Text excerpt>
Yes, he discovered the Titanic. No, he doesn’t want to talk about it

Robert Ballard, speaking at the Explorers Club in Manhattan on Wednesday, is intimately identified with the Titanic since he found the wreckage of the ship

By Patrick Mcgeehan - City Room

Robert Ballard has made quite a few notable discoveries in deep waters around the world in the last 27 years. But most people still want to hear him use the T-word.

He will do it, as he did for about half an hour on Wednesday at the Explorers Club in Manhattan, but he does not have to like it. Indeed, the stated purpose of his appearance was to promote a coming exhibition in Mystic, Conn., that will be devoted to his discovery on Sept. 1, 1985, of the wreckage of that most famous of ocean liners. You know, the really big one.

The one that hit an iceberg.

Oh, all right. Yes, yes, it’s the Titanic again.

Mr. Ballard, the great explorer of the seas, is lending his name and his expertise to yet another attempt to capitalize on the public fascination with a century-old shipwreck.

Required work> Translate this sentence from the Titanic article above into Spanish: "Robert Ballard has made quite a few notable discoveries in deep waters around the world in the last 27 years."

Recorded data>
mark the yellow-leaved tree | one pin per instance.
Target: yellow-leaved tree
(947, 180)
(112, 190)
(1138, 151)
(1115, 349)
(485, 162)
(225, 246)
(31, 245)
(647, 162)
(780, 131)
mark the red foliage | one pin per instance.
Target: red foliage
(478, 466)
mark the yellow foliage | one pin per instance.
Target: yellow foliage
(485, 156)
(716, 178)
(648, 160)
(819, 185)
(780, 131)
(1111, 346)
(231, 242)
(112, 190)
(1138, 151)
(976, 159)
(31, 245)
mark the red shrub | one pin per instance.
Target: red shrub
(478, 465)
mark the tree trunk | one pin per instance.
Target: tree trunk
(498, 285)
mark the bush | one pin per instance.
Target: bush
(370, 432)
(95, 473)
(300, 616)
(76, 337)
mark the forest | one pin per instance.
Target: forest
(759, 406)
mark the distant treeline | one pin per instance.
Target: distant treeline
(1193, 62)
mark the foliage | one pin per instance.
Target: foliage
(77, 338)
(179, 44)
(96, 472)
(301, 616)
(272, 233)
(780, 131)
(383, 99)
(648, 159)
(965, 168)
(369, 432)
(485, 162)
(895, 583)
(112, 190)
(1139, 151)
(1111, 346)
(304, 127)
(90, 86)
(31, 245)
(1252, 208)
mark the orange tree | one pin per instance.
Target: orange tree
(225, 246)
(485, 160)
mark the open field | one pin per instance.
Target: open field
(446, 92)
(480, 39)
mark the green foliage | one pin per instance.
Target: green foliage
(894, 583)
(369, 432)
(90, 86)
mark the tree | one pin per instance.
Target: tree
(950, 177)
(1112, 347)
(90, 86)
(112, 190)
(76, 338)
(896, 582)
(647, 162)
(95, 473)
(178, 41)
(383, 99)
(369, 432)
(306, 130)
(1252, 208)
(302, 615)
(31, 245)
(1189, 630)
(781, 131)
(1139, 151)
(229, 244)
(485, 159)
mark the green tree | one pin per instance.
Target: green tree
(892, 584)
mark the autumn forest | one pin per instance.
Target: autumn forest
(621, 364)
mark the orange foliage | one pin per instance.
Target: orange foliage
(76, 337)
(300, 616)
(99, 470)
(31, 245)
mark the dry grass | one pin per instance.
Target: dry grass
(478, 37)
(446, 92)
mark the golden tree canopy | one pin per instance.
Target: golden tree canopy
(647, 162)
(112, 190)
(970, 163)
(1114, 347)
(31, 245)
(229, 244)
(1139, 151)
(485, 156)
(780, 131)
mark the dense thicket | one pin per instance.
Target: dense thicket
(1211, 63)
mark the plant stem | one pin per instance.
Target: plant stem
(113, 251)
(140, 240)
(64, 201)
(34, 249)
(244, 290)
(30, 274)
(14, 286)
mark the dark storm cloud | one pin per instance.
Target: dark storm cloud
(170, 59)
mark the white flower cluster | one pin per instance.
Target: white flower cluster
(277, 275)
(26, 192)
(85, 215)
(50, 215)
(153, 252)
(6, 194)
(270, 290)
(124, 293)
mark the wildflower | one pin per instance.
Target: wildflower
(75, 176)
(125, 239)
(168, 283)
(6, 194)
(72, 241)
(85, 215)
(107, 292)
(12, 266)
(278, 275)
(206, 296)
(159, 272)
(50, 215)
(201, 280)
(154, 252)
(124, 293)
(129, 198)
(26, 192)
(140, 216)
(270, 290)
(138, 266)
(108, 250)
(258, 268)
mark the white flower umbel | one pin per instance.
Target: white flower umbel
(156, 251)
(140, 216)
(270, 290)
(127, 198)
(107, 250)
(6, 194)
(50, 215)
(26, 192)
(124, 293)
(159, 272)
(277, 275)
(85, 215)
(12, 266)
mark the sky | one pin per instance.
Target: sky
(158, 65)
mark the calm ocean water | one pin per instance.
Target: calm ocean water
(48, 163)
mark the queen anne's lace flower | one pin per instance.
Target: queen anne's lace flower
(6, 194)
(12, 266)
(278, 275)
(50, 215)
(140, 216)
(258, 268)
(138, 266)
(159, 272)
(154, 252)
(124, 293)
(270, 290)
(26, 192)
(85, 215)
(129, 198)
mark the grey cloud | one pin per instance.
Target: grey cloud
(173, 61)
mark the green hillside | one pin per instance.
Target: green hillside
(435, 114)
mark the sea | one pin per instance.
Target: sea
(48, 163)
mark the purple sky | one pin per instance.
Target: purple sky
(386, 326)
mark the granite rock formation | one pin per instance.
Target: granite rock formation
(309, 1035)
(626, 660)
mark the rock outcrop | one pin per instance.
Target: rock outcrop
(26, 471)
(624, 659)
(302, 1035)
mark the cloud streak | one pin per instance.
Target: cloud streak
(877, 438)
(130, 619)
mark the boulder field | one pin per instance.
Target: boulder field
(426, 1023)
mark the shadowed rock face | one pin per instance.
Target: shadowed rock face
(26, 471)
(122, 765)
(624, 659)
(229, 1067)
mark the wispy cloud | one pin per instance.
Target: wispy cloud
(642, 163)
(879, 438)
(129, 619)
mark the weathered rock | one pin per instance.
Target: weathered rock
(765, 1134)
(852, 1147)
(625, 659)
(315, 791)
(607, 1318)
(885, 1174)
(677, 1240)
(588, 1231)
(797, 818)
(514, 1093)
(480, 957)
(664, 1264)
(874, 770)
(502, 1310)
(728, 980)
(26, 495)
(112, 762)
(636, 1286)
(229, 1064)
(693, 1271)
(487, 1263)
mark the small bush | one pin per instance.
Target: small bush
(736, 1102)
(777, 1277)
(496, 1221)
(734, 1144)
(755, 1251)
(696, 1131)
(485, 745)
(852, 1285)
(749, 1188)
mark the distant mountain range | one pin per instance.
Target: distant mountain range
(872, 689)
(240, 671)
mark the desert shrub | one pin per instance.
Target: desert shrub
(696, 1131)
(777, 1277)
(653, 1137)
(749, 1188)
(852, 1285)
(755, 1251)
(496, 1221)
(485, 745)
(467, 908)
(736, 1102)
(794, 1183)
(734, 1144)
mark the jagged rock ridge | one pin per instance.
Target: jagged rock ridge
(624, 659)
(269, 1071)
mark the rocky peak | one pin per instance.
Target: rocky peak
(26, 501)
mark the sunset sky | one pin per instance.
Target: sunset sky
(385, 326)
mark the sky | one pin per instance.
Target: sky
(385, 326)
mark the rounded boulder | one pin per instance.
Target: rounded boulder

Solution below> Robert Ballard ha realizado bastantes descubrimientos notables en aguas profundas de todo el mundo en los últimos 27 años.